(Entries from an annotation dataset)
================================

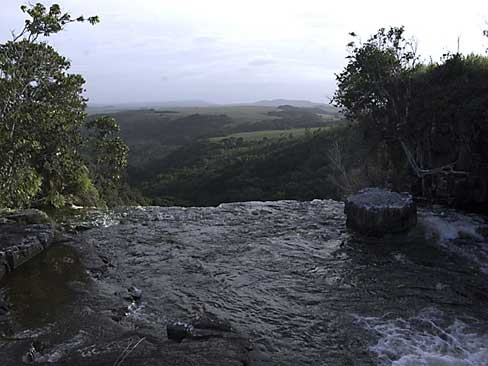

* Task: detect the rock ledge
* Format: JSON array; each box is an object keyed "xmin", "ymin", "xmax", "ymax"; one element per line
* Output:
[{"xmin": 344, "ymin": 188, "xmax": 417, "ymax": 236}]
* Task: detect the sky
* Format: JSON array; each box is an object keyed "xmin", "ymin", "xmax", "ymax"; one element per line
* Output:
[{"xmin": 0, "ymin": 0, "xmax": 488, "ymax": 104}]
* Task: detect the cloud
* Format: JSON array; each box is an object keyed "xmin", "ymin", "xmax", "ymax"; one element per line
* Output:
[{"xmin": 248, "ymin": 57, "xmax": 276, "ymax": 67}]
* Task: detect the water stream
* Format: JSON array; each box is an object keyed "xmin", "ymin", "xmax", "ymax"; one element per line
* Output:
[{"xmin": 0, "ymin": 200, "xmax": 488, "ymax": 366}]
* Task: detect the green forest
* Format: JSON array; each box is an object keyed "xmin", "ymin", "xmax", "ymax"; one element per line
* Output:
[{"xmin": 0, "ymin": 4, "xmax": 488, "ymax": 212}]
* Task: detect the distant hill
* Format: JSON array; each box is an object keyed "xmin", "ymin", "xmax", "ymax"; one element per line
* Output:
[
  {"xmin": 241, "ymin": 99, "xmax": 335, "ymax": 109},
  {"xmin": 88, "ymin": 99, "xmax": 338, "ymax": 114}
]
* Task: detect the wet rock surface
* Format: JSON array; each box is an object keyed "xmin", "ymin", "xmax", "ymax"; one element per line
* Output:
[
  {"xmin": 0, "ymin": 200, "xmax": 488, "ymax": 366},
  {"xmin": 0, "ymin": 216, "xmax": 54, "ymax": 280},
  {"xmin": 344, "ymin": 188, "xmax": 417, "ymax": 236}
]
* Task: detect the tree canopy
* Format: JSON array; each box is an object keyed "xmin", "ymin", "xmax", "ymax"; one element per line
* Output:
[{"xmin": 0, "ymin": 3, "xmax": 127, "ymax": 207}]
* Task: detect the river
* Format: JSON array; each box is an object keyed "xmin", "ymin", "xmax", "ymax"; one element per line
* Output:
[{"xmin": 0, "ymin": 200, "xmax": 488, "ymax": 366}]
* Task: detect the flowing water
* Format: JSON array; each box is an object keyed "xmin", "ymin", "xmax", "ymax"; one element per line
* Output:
[{"xmin": 0, "ymin": 200, "xmax": 488, "ymax": 366}]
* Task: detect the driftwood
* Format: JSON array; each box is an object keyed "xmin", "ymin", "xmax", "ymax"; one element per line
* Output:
[{"xmin": 400, "ymin": 140, "xmax": 469, "ymax": 178}]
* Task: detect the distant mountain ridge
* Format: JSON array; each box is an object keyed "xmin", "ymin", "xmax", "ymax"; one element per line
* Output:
[
  {"xmin": 88, "ymin": 98, "xmax": 335, "ymax": 110},
  {"xmin": 239, "ymin": 99, "xmax": 329, "ymax": 108}
]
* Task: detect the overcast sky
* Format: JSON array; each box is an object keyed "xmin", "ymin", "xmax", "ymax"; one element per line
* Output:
[{"xmin": 0, "ymin": 0, "xmax": 488, "ymax": 104}]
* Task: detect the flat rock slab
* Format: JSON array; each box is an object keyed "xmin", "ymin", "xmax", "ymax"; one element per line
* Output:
[
  {"xmin": 0, "ymin": 223, "xmax": 54, "ymax": 279},
  {"xmin": 344, "ymin": 188, "xmax": 417, "ymax": 236}
]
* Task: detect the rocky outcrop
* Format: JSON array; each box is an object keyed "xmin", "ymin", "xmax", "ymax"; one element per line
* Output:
[
  {"xmin": 0, "ymin": 210, "xmax": 54, "ymax": 279},
  {"xmin": 344, "ymin": 188, "xmax": 417, "ymax": 236}
]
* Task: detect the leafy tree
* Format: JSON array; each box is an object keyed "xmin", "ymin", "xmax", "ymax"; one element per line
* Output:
[
  {"xmin": 86, "ymin": 116, "xmax": 129, "ymax": 201},
  {"xmin": 332, "ymin": 27, "xmax": 418, "ymax": 137},
  {"xmin": 0, "ymin": 3, "xmax": 127, "ymax": 207}
]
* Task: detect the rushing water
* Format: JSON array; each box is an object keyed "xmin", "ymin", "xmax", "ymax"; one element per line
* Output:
[{"xmin": 0, "ymin": 200, "xmax": 488, "ymax": 366}]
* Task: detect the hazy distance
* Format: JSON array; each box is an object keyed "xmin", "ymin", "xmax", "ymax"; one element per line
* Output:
[{"xmin": 0, "ymin": 0, "xmax": 488, "ymax": 104}]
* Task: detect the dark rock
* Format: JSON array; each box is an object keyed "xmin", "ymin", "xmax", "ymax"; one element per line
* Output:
[
  {"xmin": 0, "ymin": 224, "xmax": 54, "ymax": 279},
  {"xmin": 344, "ymin": 188, "xmax": 417, "ymax": 236},
  {"xmin": 166, "ymin": 322, "xmax": 193, "ymax": 343},
  {"xmin": 192, "ymin": 313, "xmax": 232, "ymax": 332},
  {"xmin": 127, "ymin": 286, "xmax": 142, "ymax": 301},
  {"xmin": 5, "ymin": 208, "xmax": 51, "ymax": 225}
]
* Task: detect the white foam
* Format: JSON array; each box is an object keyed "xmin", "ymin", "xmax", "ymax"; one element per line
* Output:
[
  {"xmin": 419, "ymin": 210, "xmax": 487, "ymax": 241},
  {"xmin": 357, "ymin": 309, "xmax": 488, "ymax": 366}
]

================================

** Aim of the task **
Copy out the listing above, replacing every "detect" with "locate" and keeping everything else unchanged. Leave the pictures out.

** Output for this task **
* Task: locate the rock ledge
* Format: JSON array; each box is an object keyed "xmin", "ymin", "xmax", "ymax"; one element per line
* Output:
[{"xmin": 344, "ymin": 188, "xmax": 417, "ymax": 236}]
* Task: locate the sky
* Format: JSON array; each box is an object keyed "xmin", "ymin", "xmax", "ymax"; one element per line
* Output:
[{"xmin": 0, "ymin": 0, "xmax": 488, "ymax": 104}]
* Task: locate the cloud
* Format: JSON array; each box is an object keyed "xmin", "ymin", "xmax", "ymax"; one element per line
* Output:
[{"xmin": 248, "ymin": 57, "xmax": 276, "ymax": 67}]
* Task: locate the water stream
* Format: JSON array; each box is an object keyed "xmin", "ymin", "xmax", "ymax"; one element per line
* Output:
[{"xmin": 0, "ymin": 200, "xmax": 488, "ymax": 366}]
* Task: locate the green forest
* Format: JSON array; each box is an object keyed "xmin", "ymin", "xmax", "ymax"; one element per line
* Output:
[{"xmin": 0, "ymin": 4, "xmax": 488, "ymax": 212}]
* Task: locate the distant hill
* Format: JSON array; each box is an object keyed "xmin", "ymin", "xmax", "ymax"; one element per line
* Output:
[
  {"xmin": 241, "ymin": 99, "xmax": 335, "ymax": 109},
  {"xmin": 88, "ymin": 99, "xmax": 338, "ymax": 114}
]
* Task: locate the wet rock surface
* Format: JSON array; each box is an object keyed "xmin", "ymin", "xmax", "ymax"; one element per line
* Output:
[
  {"xmin": 0, "ymin": 200, "xmax": 488, "ymax": 366},
  {"xmin": 0, "ymin": 216, "xmax": 54, "ymax": 280},
  {"xmin": 344, "ymin": 188, "xmax": 417, "ymax": 236}
]
* Task: locate the tree canopy
* Format: JSON array; each box is an object keyed "xmin", "ymin", "xmax", "ymax"; one element per line
* Output:
[{"xmin": 0, "ymin": 3, "xmax": 127, "ymax": 207}]
* Task: locate the river
* Format: JSON array; each box is an object keyed "xmin", "ymin", "xmax", "ymax"; one element per line
* Output:
[{"xmin": 0, "ymin": 200, "xmax": 488, "ymax": 366}]
* Task: locate the flowing water
* Format: JSON array; each box is an object keyed "xmin", "ymin", "xmax", "ymax"; one element per line
* Output:
[{"xmin": 0, "ymin": 200, "xmax": 488, "ymax": 366}]
* Task: locate the driftwood
* Format: JSON array; each box is an object keyed "xmin", "ymin", "xmax", "ymax"; one element per line
* Output:
[{"xmin": 400, "ymin": 140, "xmax": 469, "ymax": 178}]
* Task: locate the distant mountain ridge
* Format: JSON array; each box is an object keyed "xmin", "ymin", "xmax", "ymax"; one element per line
* Output:
[
  {"xmin": 88, "ymin": 98, "xmax": 335, "ymax": 110},
  {"xmin": 239, "ymin": 99, "xmax": 329, "ymax": 108}
]
* Task: locate the overcast sky
* Format: JSON array; each box is an object keyed "xmin", "ymin", "xmax", "ymax"; one element per line
* Output:
[{"xmin": 0, "ymin": 0, "xmax": 488, "ymax": 104}]
* Task: locate the flat rock slab
* Format: JSON array; each box is an object keyed "xmin", "ymin", "xmax", "ymax"; one element per line
* Output:
[
  {"xmin": 0, "ymin": 223, "xmax": 54, "ymax": 279},
  {"xmin": 344, "ymin": 188, "xmax": 417, "ymax": 236}
]
* Task: locate the rocky outcrop
* Format: JSON array; each box is an object keyed "xmin", "ymin", "xmax", "ymax"; one element per line
* Output:
[
  {"xmin": 0, "ymin": 210, "xmax": 54, "ymax": 279},
  {"xmin": 344, "ymin": 188, "xmax": 417, "ymax": 236}
]
* Task: locate the leafy tree
* Format: JSON array; each box is an object keyed "xmin", "ymin", "xmax", "ymax"; one element per line
* Output:
[
  {"xmin": 86, "ymin": 116, "xmax": 129, "ymax": 201},
  {"xmin": 332, "ymin": 27, "xmax": 418, "ymax": 137},
  {"xmin": 0, "ymin": 3, "xmax": 127, "ymax": 207}
]
* Task: locate the rushing water
* Format: JSON array; each box is an object keyed "xmin", "ymin", "xmax", "ymax"; one element per line
* Output:
[{"xmin": 0, "ymin": 200, "xmax": 488, "ymax": 366}]
* Task: locate the hazy distance
* Format: JSON array; each box is an object keyed "xmin", "ymin", "xmax", "ymax"; one element per line
* Output:
[{"xmin": 0, "ymin": 0, "xmax": 488, "ymax": 104}]
* Task: locate the dark rock
* Format: JSON array; each box is an object keyed "xmin", "ymin", "xmax", "ymax"; one element per line
* Output:
[
  {"xmin": 0, "ymin": 224, "xmax": 54, "ymax": 279},
  {"xmin": 344, "ymin": 188, "xmax": 417, "ymax": 236},
  {"xmin": 166, "ymin": 322, "xmax": 193, "ymax": 343},
  {"xmin": 192, "ymin": 313, "xmax": 232, "ymax": 332},
  {"xmin": 127, "ymin": 286, "xmax": 142, "ymax": 301},
  {"xmin": 5, "ymin": 208, "xmax": 51, "ymax": 225}
]
* Task: locate the white foam
* Format: JSON array; each box is an object keyed "xmin", "ymin", "xmax", "ymax"; one element per line
* Output:
[
  {"xmin": 419, "ymin": 210, "xmax": 487, "ymax": 241},
  {"xmin": 357, "ymin": 309, "xmax": 488, "ymax": 366}
]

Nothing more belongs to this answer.